BEGIN RECORDS TO PROCESS

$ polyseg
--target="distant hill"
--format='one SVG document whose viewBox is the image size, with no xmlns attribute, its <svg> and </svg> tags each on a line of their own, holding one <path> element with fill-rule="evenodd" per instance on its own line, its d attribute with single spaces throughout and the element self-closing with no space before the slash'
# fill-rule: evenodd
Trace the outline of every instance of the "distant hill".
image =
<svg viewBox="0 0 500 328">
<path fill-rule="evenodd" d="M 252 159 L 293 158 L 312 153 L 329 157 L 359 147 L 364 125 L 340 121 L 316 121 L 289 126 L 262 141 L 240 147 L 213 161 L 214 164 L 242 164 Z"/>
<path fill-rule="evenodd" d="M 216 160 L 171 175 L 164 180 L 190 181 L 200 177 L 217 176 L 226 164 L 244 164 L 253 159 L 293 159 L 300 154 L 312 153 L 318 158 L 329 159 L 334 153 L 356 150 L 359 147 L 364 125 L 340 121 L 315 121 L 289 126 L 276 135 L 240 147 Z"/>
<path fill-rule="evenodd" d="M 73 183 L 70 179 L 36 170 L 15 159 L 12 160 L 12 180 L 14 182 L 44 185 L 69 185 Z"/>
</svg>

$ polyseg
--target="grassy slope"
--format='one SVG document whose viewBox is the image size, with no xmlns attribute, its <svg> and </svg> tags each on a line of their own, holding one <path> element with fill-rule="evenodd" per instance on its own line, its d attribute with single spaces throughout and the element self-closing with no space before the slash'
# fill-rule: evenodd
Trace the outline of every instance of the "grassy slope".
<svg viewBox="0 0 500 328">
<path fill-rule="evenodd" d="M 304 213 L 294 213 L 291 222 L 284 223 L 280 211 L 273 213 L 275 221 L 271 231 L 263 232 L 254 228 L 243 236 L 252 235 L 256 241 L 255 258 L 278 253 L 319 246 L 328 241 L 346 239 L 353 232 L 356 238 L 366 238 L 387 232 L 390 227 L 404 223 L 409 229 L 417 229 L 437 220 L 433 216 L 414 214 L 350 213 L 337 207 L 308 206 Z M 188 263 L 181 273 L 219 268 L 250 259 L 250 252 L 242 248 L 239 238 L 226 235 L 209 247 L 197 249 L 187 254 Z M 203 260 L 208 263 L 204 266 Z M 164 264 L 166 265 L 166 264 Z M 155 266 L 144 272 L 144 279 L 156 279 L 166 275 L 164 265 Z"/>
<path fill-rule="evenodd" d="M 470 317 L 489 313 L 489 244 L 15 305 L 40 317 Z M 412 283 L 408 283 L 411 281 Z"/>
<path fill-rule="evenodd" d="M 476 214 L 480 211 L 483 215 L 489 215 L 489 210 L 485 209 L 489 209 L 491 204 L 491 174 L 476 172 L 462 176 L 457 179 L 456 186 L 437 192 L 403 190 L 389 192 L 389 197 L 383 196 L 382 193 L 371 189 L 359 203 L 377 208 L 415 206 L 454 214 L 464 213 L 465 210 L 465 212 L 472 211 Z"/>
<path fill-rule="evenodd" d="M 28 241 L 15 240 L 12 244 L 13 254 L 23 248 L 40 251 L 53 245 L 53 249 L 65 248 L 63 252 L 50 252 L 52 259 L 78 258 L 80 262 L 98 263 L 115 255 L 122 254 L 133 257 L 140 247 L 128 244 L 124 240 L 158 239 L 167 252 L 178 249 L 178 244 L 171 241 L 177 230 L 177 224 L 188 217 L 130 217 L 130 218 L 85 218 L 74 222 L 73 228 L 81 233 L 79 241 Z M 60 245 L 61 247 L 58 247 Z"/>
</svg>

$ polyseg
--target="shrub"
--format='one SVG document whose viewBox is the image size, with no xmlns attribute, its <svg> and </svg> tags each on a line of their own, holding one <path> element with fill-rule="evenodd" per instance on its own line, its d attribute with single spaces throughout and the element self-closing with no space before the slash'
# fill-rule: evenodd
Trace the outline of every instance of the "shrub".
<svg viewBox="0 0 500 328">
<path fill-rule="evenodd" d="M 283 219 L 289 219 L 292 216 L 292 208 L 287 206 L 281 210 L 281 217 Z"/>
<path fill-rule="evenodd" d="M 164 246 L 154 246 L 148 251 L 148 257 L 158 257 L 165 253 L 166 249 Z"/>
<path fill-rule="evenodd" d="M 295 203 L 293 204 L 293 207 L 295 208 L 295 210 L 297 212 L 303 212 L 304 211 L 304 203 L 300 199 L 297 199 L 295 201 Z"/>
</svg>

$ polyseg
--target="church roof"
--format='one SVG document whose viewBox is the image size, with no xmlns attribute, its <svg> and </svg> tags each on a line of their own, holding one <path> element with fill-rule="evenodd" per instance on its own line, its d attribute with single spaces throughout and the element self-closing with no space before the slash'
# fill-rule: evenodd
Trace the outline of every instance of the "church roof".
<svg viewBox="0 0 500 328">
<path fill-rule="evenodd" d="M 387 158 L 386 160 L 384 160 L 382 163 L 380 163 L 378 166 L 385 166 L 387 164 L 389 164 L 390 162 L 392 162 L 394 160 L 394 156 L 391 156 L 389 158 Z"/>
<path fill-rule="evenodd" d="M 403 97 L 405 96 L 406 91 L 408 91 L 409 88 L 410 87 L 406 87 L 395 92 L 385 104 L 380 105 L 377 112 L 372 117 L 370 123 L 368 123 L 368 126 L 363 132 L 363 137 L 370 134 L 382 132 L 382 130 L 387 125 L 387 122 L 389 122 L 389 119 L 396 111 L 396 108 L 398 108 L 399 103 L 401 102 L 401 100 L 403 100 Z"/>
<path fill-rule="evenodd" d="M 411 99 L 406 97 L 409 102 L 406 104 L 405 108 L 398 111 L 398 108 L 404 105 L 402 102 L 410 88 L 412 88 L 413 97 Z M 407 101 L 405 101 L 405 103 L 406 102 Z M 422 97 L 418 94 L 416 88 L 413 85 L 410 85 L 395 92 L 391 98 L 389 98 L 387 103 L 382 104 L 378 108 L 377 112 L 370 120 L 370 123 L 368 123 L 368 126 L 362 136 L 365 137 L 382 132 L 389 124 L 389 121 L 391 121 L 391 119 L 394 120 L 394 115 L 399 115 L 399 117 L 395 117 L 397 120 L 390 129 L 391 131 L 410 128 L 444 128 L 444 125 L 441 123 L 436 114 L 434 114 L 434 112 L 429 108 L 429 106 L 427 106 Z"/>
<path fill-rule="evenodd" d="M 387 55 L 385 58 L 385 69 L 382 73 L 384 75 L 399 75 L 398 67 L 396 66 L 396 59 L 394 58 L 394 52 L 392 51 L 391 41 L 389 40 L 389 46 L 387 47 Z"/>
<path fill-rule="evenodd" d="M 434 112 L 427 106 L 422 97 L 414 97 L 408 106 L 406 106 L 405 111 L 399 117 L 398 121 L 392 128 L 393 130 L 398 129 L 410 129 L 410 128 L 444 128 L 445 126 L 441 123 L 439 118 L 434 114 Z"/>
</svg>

END RECORDS TO PROCESS

▶ EXERCISE GOAL
Filter the data above, keeping only lines that include the string "hill".

▶ EXPECTED OUTPUT
--target="distant hill"
Trace the outline of every instance of the "distant hill".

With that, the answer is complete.